→ **WHAT IS BEING ASKED**
Pull every line containing "below" from the entries.

[Start of section]

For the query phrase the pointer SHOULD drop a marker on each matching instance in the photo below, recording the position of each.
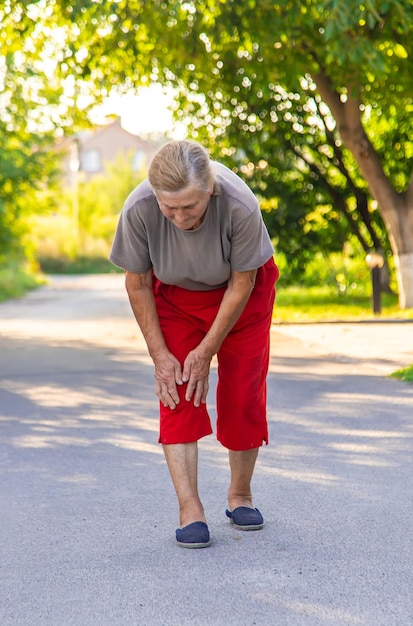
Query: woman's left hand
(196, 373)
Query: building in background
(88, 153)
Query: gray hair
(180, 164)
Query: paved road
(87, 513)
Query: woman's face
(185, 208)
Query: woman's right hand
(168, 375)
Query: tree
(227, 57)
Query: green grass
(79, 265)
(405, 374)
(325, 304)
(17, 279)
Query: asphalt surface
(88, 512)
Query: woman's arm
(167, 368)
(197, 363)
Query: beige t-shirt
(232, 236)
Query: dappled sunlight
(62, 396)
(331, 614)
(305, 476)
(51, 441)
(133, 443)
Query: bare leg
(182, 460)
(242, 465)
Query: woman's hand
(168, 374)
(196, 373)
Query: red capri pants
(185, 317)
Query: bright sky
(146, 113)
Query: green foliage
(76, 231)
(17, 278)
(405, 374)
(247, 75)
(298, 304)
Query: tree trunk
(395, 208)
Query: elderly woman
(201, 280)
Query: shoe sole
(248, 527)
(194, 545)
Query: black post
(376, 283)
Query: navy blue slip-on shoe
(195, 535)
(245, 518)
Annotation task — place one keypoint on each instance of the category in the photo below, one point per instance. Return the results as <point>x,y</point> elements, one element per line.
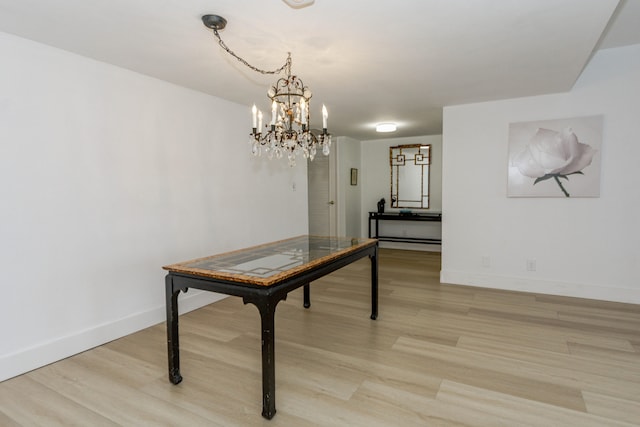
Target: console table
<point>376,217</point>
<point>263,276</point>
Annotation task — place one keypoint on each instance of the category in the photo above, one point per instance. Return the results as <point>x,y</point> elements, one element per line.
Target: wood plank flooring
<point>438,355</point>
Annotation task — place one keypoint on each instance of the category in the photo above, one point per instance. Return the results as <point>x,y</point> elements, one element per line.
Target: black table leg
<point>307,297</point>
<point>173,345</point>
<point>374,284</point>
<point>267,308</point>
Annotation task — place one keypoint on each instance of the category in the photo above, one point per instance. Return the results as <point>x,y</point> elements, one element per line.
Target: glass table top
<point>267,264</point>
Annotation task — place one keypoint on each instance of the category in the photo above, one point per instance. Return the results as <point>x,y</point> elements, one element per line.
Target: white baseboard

[End of section]

→ **REPLY TO THE TASK**
For the query phrase the pointer SHOULD drop a marker on each matching instance in the photo below, recording the position of each.
Annotation task — place one keypoint on each instance of the category in the photo below, one point per instance. Return the results as <point>x,y</point> elements, one element per line.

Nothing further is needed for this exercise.